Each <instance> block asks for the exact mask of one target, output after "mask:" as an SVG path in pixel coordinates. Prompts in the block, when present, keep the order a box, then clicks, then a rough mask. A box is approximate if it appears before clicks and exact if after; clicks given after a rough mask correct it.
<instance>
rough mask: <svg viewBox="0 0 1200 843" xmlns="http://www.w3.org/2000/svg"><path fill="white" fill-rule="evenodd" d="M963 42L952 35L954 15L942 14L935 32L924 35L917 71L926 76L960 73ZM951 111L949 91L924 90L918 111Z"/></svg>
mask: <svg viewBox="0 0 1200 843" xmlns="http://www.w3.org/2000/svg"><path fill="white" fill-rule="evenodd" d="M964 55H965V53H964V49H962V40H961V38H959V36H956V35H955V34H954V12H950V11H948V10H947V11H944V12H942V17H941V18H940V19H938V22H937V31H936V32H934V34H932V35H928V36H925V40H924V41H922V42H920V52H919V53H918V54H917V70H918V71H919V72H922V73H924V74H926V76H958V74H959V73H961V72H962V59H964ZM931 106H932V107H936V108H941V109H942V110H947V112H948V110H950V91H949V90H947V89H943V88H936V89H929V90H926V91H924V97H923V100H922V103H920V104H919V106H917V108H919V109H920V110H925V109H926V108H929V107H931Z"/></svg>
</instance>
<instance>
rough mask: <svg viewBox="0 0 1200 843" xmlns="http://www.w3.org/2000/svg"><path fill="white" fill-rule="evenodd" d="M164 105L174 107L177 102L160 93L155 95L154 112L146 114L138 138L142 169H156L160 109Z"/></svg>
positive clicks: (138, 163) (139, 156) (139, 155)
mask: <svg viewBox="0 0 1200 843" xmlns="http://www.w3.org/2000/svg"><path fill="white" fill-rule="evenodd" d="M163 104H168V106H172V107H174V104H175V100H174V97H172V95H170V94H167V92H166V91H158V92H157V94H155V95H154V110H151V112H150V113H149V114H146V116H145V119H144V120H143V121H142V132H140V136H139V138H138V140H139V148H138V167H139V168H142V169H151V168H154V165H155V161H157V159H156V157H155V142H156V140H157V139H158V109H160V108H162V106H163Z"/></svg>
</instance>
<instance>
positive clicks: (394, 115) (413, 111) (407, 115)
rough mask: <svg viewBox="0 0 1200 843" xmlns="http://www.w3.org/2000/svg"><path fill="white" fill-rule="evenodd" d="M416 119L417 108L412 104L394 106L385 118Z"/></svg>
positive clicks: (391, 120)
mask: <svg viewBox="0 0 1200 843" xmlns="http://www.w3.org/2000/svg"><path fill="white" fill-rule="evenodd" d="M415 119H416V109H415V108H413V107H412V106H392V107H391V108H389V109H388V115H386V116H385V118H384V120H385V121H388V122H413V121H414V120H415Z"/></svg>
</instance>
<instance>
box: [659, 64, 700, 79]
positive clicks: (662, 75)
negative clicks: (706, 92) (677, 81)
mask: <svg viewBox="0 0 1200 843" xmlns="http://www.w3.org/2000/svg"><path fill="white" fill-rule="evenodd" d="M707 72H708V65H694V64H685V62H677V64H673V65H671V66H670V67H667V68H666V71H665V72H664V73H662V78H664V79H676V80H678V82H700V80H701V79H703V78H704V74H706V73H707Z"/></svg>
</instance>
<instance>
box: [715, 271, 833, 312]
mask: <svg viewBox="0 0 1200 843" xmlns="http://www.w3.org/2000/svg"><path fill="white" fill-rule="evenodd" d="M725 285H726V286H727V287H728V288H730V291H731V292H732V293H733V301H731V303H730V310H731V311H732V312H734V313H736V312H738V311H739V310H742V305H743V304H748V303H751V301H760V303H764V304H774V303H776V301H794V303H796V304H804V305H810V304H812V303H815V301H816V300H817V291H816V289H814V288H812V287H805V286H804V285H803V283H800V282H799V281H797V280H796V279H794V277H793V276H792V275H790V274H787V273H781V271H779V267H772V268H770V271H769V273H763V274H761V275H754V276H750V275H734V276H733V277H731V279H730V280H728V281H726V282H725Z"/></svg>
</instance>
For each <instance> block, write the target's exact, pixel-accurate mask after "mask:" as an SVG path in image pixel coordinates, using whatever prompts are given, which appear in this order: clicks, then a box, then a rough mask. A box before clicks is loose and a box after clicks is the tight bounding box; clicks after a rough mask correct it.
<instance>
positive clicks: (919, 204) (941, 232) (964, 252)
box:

* * * *

TASK => Count the lines of the material above that contain the string "before", matching case exactly, and give only the number.

TASK RESULT => 2